→ TASK INPUTS:
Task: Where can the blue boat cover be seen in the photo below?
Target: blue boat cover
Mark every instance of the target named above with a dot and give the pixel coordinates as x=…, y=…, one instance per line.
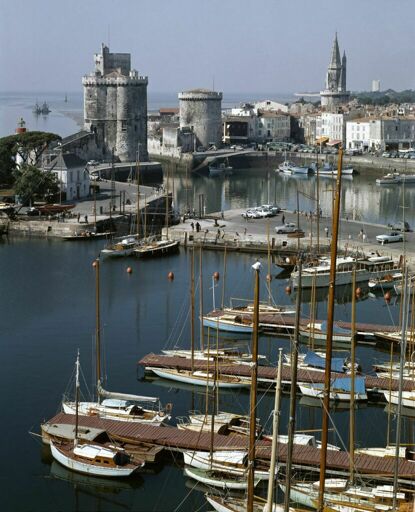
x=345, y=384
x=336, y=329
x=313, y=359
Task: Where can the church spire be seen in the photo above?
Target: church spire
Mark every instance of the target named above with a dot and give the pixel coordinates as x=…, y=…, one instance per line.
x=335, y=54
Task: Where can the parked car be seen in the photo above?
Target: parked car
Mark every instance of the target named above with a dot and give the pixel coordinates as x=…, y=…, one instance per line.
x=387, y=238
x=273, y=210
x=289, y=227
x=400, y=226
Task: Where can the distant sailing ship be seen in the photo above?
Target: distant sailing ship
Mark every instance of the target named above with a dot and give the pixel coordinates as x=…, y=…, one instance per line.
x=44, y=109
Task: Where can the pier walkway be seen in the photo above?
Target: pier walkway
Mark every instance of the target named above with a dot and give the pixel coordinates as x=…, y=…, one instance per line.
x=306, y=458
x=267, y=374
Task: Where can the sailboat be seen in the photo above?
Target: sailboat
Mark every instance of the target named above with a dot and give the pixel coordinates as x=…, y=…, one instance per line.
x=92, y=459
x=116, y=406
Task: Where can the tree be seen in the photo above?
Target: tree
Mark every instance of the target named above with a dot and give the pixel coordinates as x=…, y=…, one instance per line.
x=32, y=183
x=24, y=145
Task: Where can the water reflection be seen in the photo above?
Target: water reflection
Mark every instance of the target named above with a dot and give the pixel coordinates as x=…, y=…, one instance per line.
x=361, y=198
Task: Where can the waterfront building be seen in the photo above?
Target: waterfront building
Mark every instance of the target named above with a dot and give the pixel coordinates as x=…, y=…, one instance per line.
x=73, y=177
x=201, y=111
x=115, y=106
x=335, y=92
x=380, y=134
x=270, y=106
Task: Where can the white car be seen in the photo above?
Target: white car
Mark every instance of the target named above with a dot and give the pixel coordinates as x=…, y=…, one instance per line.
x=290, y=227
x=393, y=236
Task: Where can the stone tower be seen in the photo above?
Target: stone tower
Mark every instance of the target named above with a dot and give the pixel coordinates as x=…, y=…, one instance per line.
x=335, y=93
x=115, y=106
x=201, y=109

==

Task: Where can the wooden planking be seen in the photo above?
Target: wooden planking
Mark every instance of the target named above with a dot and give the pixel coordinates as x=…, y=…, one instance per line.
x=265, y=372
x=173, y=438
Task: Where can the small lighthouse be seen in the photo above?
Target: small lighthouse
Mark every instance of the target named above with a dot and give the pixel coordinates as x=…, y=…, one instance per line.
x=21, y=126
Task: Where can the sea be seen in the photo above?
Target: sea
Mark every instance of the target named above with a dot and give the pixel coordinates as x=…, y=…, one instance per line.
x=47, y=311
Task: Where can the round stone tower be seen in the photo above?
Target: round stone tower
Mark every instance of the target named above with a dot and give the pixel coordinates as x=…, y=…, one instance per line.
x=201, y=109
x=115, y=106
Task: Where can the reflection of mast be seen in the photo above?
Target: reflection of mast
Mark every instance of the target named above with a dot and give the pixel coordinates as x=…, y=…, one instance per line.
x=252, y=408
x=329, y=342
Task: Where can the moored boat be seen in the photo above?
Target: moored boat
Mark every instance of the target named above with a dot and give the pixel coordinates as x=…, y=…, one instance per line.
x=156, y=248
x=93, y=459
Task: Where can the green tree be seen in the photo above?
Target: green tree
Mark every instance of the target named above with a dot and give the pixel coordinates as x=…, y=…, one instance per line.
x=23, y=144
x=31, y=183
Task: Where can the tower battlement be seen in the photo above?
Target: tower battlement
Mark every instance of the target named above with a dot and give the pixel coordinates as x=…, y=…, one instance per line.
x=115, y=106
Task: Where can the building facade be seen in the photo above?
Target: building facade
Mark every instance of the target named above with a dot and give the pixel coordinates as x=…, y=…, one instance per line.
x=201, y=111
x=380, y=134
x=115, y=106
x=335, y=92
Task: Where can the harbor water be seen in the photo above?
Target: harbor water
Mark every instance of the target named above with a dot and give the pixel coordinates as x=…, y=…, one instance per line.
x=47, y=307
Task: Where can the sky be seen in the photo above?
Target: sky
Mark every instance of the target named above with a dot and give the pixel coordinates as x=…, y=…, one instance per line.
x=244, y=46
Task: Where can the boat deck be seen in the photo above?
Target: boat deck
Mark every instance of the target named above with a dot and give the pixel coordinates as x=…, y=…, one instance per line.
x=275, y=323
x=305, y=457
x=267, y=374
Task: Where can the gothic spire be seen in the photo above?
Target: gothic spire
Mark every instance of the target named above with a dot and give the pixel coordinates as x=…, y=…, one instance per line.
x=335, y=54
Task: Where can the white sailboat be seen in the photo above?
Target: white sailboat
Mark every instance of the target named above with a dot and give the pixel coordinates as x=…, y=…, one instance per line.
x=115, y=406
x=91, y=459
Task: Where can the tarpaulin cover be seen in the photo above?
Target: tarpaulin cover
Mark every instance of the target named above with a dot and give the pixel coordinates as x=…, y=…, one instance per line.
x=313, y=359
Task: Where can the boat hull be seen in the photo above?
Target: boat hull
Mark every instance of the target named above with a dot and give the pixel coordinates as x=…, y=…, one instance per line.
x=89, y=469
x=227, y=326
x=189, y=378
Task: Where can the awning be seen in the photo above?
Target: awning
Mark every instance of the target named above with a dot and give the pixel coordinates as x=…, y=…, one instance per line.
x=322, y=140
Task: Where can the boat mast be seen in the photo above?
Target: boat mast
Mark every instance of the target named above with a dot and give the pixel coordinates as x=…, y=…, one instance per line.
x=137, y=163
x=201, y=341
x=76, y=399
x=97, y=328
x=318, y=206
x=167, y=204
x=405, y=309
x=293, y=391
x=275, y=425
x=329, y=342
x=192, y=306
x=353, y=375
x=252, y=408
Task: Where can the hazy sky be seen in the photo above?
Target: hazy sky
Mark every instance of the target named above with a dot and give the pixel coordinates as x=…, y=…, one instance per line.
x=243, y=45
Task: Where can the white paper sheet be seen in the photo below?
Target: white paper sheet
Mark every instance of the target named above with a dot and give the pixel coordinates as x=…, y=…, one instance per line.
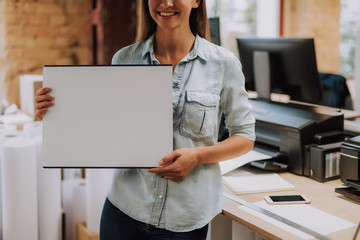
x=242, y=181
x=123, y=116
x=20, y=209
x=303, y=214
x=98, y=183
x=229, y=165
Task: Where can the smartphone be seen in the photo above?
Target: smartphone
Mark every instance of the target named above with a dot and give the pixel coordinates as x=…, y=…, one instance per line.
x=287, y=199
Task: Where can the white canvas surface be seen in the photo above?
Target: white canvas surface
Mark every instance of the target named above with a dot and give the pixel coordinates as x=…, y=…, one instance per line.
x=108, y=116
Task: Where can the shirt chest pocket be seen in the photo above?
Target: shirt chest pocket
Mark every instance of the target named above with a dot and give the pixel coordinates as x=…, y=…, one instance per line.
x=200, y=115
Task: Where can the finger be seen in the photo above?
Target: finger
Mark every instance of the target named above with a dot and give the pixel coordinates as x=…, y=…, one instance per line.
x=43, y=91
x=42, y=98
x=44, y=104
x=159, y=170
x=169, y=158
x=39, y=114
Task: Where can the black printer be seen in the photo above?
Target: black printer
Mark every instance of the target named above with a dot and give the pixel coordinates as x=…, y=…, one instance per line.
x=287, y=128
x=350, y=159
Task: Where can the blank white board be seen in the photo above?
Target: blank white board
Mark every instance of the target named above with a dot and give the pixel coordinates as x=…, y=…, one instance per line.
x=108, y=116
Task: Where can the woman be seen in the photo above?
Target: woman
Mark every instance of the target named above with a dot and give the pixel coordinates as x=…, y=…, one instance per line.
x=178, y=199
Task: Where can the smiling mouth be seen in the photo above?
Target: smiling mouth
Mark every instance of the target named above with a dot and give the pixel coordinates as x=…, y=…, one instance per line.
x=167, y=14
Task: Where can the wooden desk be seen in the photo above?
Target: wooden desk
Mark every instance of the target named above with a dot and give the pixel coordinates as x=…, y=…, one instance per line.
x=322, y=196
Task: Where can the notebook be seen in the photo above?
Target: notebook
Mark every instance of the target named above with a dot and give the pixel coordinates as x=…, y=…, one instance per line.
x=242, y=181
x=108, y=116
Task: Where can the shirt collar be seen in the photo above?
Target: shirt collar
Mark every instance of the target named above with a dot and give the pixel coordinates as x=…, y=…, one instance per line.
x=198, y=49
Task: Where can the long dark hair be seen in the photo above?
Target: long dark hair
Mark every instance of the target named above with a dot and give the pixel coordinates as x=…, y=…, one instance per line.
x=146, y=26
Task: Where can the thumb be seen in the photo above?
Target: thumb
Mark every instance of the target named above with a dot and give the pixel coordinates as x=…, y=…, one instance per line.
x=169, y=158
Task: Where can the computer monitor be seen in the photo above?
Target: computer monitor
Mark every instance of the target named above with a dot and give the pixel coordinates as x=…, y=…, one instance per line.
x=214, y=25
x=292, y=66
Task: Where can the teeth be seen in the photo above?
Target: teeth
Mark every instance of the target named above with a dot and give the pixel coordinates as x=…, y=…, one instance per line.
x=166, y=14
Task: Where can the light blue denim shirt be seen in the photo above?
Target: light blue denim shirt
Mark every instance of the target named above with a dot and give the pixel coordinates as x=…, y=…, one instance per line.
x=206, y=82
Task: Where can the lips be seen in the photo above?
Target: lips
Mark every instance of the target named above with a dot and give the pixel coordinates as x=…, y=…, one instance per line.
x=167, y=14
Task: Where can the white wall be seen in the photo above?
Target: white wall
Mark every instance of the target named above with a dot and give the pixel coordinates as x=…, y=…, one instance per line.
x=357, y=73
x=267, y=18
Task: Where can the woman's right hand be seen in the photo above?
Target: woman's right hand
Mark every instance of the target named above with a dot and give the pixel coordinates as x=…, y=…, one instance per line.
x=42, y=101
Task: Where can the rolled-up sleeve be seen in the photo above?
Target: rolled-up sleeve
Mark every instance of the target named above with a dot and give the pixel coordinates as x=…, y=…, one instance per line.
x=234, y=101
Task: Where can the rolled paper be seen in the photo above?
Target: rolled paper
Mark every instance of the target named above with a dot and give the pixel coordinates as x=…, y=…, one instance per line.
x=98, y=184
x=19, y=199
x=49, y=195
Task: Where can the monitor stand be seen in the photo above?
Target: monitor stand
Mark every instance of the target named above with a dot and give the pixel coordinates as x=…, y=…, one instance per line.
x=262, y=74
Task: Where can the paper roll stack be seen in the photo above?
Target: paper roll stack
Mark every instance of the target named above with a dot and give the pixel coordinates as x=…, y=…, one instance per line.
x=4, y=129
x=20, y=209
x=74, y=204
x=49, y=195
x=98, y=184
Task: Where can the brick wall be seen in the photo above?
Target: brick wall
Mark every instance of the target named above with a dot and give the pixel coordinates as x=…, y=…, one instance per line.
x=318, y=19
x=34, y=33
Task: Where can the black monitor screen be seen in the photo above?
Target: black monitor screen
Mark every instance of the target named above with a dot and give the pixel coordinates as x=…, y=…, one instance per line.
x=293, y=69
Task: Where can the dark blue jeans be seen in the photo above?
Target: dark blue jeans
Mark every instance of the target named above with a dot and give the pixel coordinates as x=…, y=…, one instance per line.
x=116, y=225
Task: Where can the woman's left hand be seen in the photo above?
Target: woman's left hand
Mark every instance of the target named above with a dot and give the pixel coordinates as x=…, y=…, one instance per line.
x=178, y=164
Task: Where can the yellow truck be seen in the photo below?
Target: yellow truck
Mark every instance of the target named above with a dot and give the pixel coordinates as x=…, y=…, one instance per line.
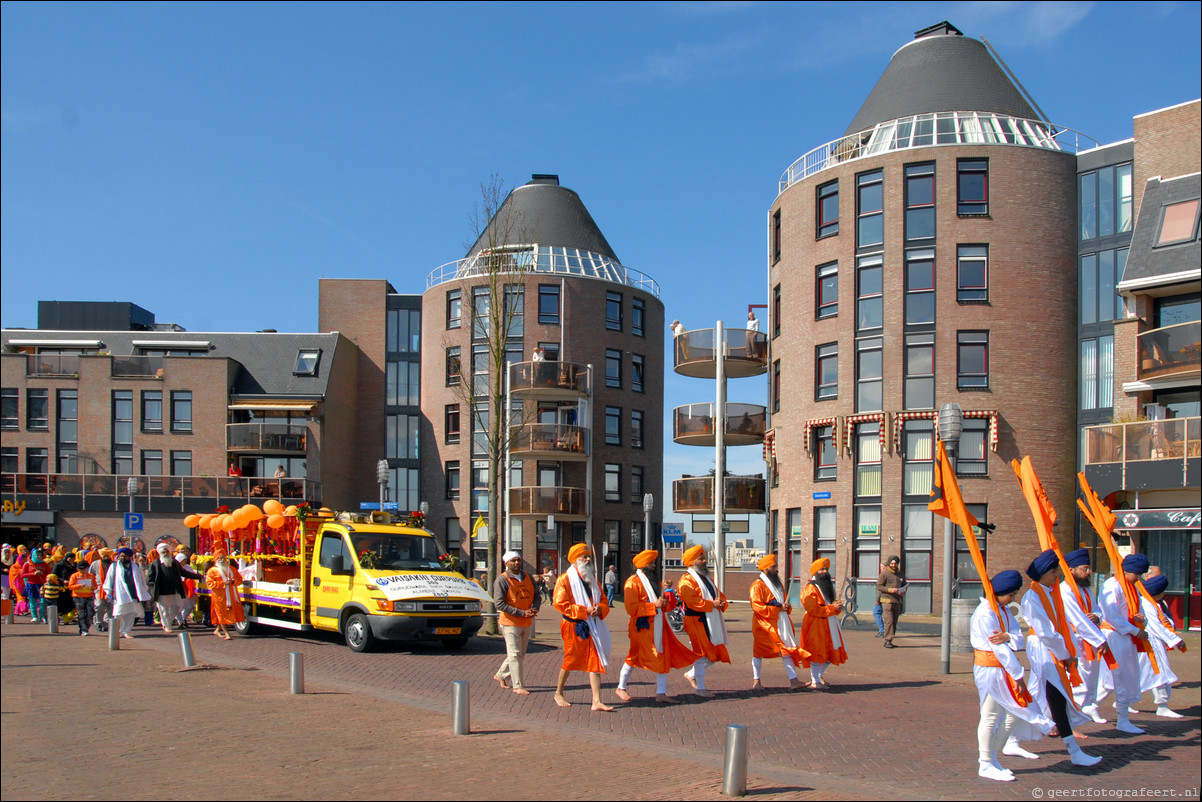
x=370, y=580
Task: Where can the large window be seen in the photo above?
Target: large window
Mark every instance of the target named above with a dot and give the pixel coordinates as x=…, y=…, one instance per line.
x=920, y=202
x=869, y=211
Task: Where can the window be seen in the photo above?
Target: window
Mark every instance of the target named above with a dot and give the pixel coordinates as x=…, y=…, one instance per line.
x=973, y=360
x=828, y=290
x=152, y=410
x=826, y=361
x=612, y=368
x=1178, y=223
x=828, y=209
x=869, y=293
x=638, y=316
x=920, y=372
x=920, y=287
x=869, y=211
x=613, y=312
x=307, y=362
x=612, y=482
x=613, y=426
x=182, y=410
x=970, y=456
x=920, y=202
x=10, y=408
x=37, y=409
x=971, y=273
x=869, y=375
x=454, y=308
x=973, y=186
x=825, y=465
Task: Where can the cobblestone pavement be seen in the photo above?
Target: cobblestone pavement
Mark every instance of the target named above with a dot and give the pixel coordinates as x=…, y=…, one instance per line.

→ DIRECTION:
Convert the records from the line containing "Task: Where can the moored" up to and including the line containing "x=93, y=459" into a two-column CSV with the headers request and answer. Each request gets one row, with its text and its answer each in one quoted field and line breaks replaced by spaces.

→ COMPLETE RESPONSE:
request,answer
"Task: Where can the moored boat be seen in the photo above? Target: moored boat Mark every instance of the target named above with a dot and give the pixel coordinates as x=…, y=…, one instance per line.","x=156, y=248 x=93, y=459"